**Exercise requirements:**
Answer these questions from the blog posts, one per line:
1. How many days had the family been waiting on the re-appraisal of their house?
2. What three things does the writer plan to clean after the closet?
3. On what date was the post titled "Trapped." published?

**Text:**
§ §
Showing posts with label house. Show all posts
Showing posts with label house. Show all posts

Wednesday, December 29, 2010

Clean your closets

This is a public service message from your local beat down, put upon, stuck in hell mommy of 4 to those of you finding yourself similarly mired in some sort of muck that makes any progress on any front impossible.

Clean your closet. Your closet reflects your state of mind and your state of  your life. That is my firm opinion. I cleaned my closet today, and you know what? My house was set free from eternal escrow bondage, my children were well, I'm making better eating choices (yes just one day) and I feel like a million bucks and I bet it's going to continue.

Next I need to clean my car, my purse and my dining room table. And then my life will be free flowing and successful as it can be. I just know it. Too bad it's another holiday weekend and I don't get another morning child free for a week. I'll figure it out. A few minutes a day will make progress. I'll see signs of change. I'm excited. Because I have been stuck stuck stuck for so long. I couldn't see what I was doing to stay stuck and I couldn't see any way out. I am not going to be stuck anymore. The house will sell, my new house will be found and purchased and I will find myself again.

I even found some sense of humor in the back of the closet while I was cleaning.

No, really, I don't think it's a coincidence. We'd been waiting on the results of a re-appraisal of our house for sale for 3 days. Suddenly we get it and it's better news than we had even hoped for. We will be getting a reasonable amount for our house and we will be free by the end of next week. Free to find our dream home and start a life where my kids have room, privacy, good sleep options, freedom to do crafts, run in and out of a house, and even help mommy in the kitchen.

I can't wait. It's going to be great, with the usual spots of pain in the butt. Moving is never easy. Finding a home is never easy, negotiating sucks, and we will have to spend more than we want to but it'll all work out.

I'm on my way! Oh I'm relentlessly cheery today aren't I? Hard to even recognize me.

Monday, September 14, 2009

Trapped.

Today I feel trapped. Trapped in this house for one. It seems that the idea I had to blow this town for a bigger better but cheaper house is at a stalling point. To get out of this dreary foggy city for some suburbs with more sun and the critical part, a house where the kids can play in and outside all at once instead of having to make a decision to either play in the back yard or inside because we all have to relocate in order for it to happen.
§ §
**Records supplied:**

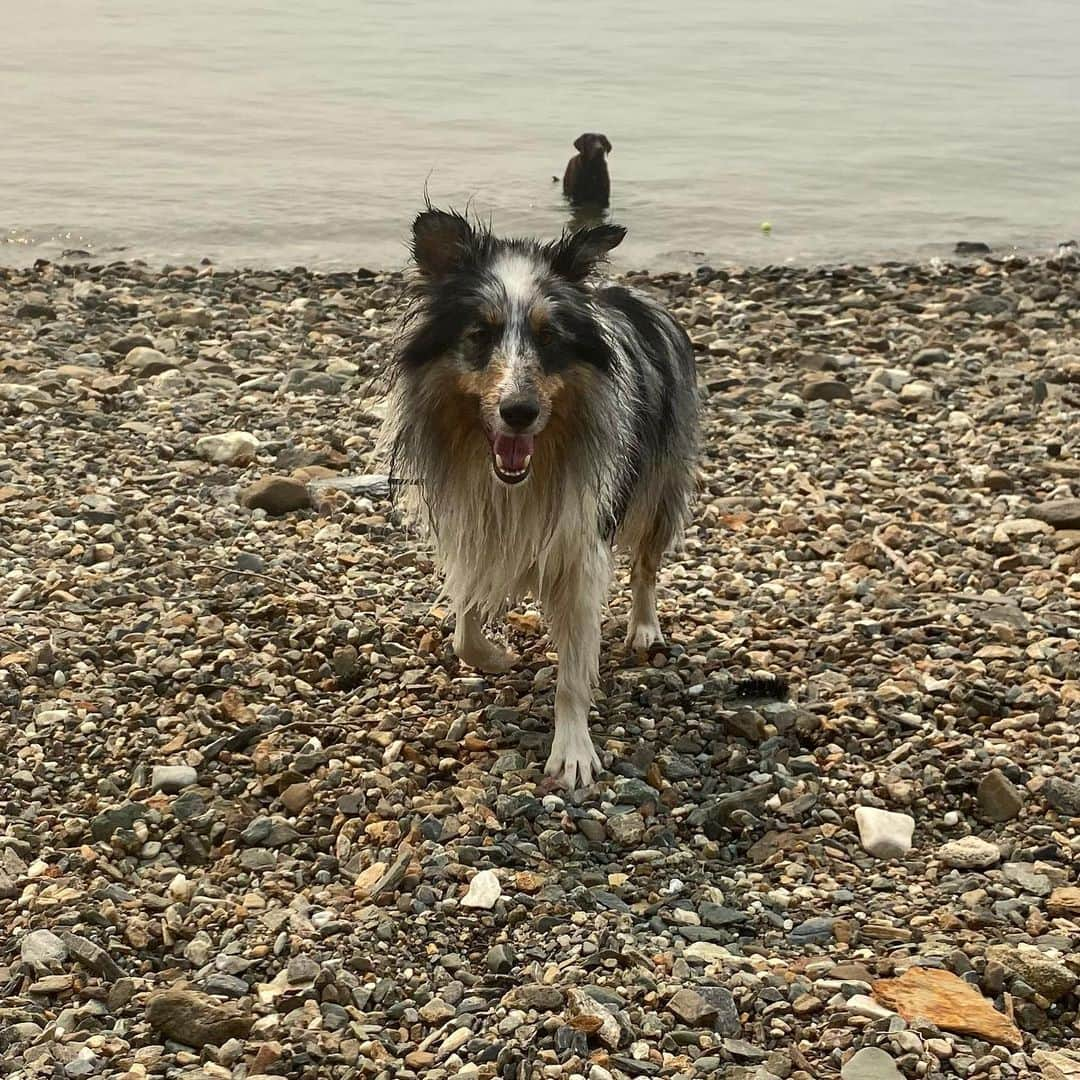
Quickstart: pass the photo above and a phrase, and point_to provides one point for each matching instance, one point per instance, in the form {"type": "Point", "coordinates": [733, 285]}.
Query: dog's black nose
{"type": "Point", "coordinates": [518, 412]}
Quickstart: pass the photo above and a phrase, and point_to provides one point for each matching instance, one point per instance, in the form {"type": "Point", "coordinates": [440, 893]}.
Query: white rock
{"type": "Point", "coordinates": [871, 1064]}
{"type": "Point", "coordinates": [709, 952]}
{"type": "Point", "coordinates": [146, 362]}
{"type": "Point", "coordinates": [172, 778]}
{"type": "Point", "coordinates": [917, 391]}
{"type": "Point", "coordinates": [484, 890]}
{"type": "Point", "coordinates": [862, 1004]}
{"type": "Point", "coordinates": [42, 947]}
{"type": "Point", "coordinates": [228, 448]}
{"type": "Point", "coordinates": [969, 853]}
{"type": "Point", "coordinates": [891, 378]}
{"type": "Point", "coordinates": [883, 833]}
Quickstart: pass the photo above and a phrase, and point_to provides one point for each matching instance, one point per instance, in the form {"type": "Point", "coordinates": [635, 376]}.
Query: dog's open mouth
{"type": "Point", "coordinates": [511, 457]}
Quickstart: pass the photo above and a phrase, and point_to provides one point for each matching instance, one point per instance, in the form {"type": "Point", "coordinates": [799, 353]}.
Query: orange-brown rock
{"type": "Point", "coordinates": [940, 997]}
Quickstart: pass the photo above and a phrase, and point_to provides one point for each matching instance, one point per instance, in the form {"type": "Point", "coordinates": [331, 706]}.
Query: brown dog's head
{"type": "Point", "coordinates": [592, 145]}
{"type": "Point", "coordinates": [503, 333]}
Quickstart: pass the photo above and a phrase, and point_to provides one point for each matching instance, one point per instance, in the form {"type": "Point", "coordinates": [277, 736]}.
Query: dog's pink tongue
{"type": "Point", "coordinates": [513, 450]}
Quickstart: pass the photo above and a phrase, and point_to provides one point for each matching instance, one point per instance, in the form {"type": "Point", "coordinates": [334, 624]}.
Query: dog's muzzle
{"type": "Point", "coordinates": [512, 457]}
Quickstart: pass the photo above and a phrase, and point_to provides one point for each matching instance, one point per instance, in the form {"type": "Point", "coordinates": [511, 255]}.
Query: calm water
{"type": "Point", "coordinates": [280, 133]}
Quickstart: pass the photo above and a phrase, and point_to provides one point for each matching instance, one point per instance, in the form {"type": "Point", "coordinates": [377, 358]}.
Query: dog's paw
{"type": "Point", "coordinates": [572, 758]}
{"type": "Point", "coordinates": [642, 637]}
{"type": "Point", "coordinates": [487, 657]}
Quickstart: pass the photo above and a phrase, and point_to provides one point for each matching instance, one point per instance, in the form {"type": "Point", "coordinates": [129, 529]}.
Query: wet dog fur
{"type": "Point", "coordinates": [542, 419]}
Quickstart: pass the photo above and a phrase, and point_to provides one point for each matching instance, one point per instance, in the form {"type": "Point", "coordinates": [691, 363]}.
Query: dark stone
{"type": "Point", "coordinates": [814, 931]}
{"type": "Point", "coordinates": [500, 959]}
{"type": "Point", "coordinates": [999, 799]}
{"type": "Point", "coordinates": [107, 822]}
{"type": "Point", "coordinates": [1063, 796]}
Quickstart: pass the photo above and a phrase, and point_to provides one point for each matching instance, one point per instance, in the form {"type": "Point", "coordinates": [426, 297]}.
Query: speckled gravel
{"type": "Point", "coordinates": [244, 768]}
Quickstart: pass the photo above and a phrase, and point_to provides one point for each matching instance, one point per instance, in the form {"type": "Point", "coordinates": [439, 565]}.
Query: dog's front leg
§ §
**Answer:**
1. 3 days
2. Her car, her purse and her dining room table
3. Monday, September 14, 2009